• _Work item_
Find the word "tower" below. Copy each line that has it.

• _Data_
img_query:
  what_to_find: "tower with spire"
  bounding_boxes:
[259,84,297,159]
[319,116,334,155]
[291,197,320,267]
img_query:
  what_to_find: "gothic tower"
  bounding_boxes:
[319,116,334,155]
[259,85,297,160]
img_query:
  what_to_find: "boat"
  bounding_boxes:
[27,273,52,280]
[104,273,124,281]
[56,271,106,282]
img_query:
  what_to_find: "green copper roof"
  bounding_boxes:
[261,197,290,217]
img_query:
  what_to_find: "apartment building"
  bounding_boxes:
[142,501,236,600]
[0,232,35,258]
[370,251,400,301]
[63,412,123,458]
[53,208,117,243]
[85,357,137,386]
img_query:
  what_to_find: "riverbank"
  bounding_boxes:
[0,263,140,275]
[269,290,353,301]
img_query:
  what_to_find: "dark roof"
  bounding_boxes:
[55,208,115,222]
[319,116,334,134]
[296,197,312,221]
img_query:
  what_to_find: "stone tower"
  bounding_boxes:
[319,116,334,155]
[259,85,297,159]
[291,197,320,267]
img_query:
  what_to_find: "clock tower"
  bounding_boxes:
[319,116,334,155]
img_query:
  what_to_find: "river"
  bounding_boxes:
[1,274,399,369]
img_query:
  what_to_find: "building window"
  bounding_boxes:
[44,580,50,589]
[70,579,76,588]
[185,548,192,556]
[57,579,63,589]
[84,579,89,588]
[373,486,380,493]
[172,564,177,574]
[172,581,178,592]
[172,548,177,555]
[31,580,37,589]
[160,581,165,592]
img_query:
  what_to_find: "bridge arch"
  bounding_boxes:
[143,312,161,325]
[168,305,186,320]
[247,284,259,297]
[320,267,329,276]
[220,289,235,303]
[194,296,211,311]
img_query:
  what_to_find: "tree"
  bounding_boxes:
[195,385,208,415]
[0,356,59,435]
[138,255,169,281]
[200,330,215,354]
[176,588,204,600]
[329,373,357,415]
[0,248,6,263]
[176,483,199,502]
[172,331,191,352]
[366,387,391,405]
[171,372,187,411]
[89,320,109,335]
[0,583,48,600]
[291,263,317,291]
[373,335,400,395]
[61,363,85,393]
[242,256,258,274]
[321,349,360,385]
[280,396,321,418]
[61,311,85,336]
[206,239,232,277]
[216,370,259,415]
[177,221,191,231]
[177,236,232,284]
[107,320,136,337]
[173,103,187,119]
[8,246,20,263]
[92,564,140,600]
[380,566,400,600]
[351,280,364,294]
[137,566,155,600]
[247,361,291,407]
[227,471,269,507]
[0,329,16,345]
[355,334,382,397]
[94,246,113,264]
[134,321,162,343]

• _Output of the exercise_
  what_to_find: "tower with spire"
  what_to_find: "gothic tower"
  what_to_find: "stone tower"
  what_to_find: "clock tower"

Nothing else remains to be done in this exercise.